Extrait:
Le salon Biofach 2019 qui s’est tenu à Nüremberg du 13 au 16 février dernier a recensé plus de 2.900 exposants et 50.000 visiteurs venus de 129 pays, ce qui en fait la manifestation mondiale de pointe de ce secteur des produits bios.
En Allemagne même, le nombre d’exploitations agricoles bios a augmenté de +6% en 2018, et les surfaces exploitées ont progressé de +8%. Cette évolution positive est intéressante mais il est clair que ce qui attire l’attention des observateurs est la forte implication des grands distributeurs dans cette nouvelle filière, à l’exemple de Lidl avec Bioland et de Kaufland avec Demeter.
La question brule maintenant les lèvres de tout le monde : quelles vont être les conséquences de cette main-mise de la grande distribution sur les débouchés des productions bios et, par un inévitable ricochet, sur les producteurs bios aux mêmes ? Or de l’avis général, il est à craindre que les effets ne soient pas si positifs que cela !
Les exploitations bios familiales les plus petites, celles qui sont éloignées des marchés directs en premier, risquent fort de connaitre des pertes de prix et de débouchés. Cela ne fera qu’accélérer la restructuration, disent les experts qui n’ont d’ailleurs pas besoin d’être experts pour dire ça.
Les discounters ont certes promis qu’ils honoreraient le travail de producteurs bios, mais on ne se refait pas comme ça et il n’a pas fallu attendre longtemps pour voir de fortes pressions à la baisse s’exercer sur les produits bios du fait des grands acheteurs. Et la différence de prix qui existe déjà entre d’une part les produits bios offerts par la vente à la ferme, des magasins coopératifs locaux ou des commerces spécialisés, et d’autre part les offres de discounters ne fera que croitre, comme ce fut le cas pendant les décennies passées pour les produits issus de l’agriculture conventionnelle. Les exploitations bios ne peuvent essayer d’y échapper que par rationalisations et croissance. Donc, il y a bien une inéluctable et sans doute assez forte restructuration du secteur en perspective.

Données saisies:
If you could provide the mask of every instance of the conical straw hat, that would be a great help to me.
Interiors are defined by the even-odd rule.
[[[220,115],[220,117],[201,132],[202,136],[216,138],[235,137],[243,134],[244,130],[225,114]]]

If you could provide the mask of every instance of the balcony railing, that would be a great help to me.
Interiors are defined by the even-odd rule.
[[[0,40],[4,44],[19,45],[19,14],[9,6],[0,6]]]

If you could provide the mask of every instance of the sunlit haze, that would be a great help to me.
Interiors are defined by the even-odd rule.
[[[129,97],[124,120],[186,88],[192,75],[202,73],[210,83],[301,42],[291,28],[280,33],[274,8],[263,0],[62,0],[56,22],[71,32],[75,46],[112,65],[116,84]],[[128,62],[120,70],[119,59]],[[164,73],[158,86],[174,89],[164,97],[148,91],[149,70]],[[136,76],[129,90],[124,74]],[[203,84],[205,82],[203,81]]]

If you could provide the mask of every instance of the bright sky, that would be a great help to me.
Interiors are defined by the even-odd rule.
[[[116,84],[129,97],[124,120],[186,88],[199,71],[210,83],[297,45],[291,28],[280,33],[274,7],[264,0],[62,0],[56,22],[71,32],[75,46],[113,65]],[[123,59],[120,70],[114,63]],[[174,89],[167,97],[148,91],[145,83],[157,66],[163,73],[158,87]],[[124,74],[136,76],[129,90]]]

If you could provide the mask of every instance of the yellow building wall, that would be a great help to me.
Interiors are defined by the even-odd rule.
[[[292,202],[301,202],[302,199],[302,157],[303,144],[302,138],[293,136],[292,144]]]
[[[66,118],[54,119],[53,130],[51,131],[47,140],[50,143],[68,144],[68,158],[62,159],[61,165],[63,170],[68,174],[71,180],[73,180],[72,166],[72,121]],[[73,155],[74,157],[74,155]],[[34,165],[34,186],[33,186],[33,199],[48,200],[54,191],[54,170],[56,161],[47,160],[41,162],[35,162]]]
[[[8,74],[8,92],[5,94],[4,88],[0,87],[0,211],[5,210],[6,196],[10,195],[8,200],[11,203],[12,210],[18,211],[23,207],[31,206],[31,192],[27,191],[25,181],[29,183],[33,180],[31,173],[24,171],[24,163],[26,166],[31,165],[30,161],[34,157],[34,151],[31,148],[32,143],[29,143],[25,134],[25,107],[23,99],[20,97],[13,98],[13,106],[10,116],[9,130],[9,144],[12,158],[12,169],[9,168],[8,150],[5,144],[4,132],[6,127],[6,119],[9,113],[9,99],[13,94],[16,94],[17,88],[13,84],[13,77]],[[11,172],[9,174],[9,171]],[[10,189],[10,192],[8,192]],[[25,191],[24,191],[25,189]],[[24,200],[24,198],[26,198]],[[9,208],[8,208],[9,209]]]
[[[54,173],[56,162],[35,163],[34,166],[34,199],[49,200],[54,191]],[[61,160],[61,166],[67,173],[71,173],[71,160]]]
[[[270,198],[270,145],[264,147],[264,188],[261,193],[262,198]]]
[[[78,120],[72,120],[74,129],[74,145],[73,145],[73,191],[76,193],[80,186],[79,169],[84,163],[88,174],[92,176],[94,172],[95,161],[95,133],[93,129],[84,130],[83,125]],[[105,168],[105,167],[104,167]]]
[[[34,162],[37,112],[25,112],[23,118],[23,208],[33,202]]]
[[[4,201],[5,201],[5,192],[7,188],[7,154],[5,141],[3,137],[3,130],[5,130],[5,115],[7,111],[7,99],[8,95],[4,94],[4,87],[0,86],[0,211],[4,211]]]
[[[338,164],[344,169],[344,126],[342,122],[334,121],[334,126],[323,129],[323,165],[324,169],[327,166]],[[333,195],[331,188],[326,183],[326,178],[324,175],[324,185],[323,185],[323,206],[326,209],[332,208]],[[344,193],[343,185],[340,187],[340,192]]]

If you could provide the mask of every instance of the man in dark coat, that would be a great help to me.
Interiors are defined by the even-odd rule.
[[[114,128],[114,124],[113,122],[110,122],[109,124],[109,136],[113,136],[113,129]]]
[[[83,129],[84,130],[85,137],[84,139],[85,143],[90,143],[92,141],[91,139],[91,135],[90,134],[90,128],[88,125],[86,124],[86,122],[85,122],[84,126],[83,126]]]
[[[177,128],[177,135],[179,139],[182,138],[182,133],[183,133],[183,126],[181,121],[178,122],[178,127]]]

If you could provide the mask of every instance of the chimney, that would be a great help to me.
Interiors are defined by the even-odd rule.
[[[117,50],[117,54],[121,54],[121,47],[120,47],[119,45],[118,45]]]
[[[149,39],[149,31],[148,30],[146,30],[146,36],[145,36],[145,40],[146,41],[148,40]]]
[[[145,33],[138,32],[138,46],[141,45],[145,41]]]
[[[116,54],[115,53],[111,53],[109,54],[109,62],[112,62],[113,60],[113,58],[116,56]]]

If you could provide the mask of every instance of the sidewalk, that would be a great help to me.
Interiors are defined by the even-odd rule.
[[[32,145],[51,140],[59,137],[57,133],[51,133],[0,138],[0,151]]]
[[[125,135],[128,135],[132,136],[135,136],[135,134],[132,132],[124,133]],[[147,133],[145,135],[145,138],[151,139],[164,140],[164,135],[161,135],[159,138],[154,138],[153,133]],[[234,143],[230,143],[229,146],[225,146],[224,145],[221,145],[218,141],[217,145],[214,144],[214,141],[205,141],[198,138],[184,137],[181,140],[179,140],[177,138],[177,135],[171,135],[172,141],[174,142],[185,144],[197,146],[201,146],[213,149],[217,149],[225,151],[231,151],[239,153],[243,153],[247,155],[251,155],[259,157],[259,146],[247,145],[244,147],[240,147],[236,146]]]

Objectifs:
[A] D'après le texte sur le secteur bio, combien d'exposants le salon Biofach 2019 a-t-il recensés ?
[B] Reproduisez fidèlement le passage du texte sur le secteur bio situé entre « En Allemagne même, le » et « Kaufland avec Demeter. », ces deux bornes comprises.
[C] Poursuivez la rédaction du texte sur le secteur bio à partir de l'endroit où il s'arrête.

Réponses dans l'ordre:
[A] Plus de 2.900 exposants.

[B]
En Allemagne même, le nombre d’exploitations agricoles bios a augmenté de +6% en 2018, et les surfaces exploitées ont progressé de +8%. Cette évolution positive est intéressante mais il est clair que ce qui attire l’attention des observateurs est la forte implication des grands distributeurs dans cette nouvelle filière, à l’exemple de Lidl avec Bioland et de Kaufland avec Demeter.

[C]
De leur côté, les exploitations bios proches des villes, avec leurs magasins de vente, peuvent plus facilement fidéliser des consommateurs urbains, au pouvoir d’achat plus élevé, et ils ne subiront pas autant les pressions de prix que leurs collègues bios plus éloignés de ces débouchés directs.
Dans ces régions plus rurales, les consommateurs bios sont plus rares. Les producteurs bios de ces régions éloignées subiront les prix en baisse, les pertes de clients et de chiffre d’affaires. Ils ne pourront survivre que par augmentation des volumes produits, et avec plus d’efficacité économique. C’est bien la question de restructuration que pose ces entrées des groupements bios dans le discount. Or c’est exactement le mécanisme auquel nombre d’exploitants qui ont opté pour le bio ont voulu échapper.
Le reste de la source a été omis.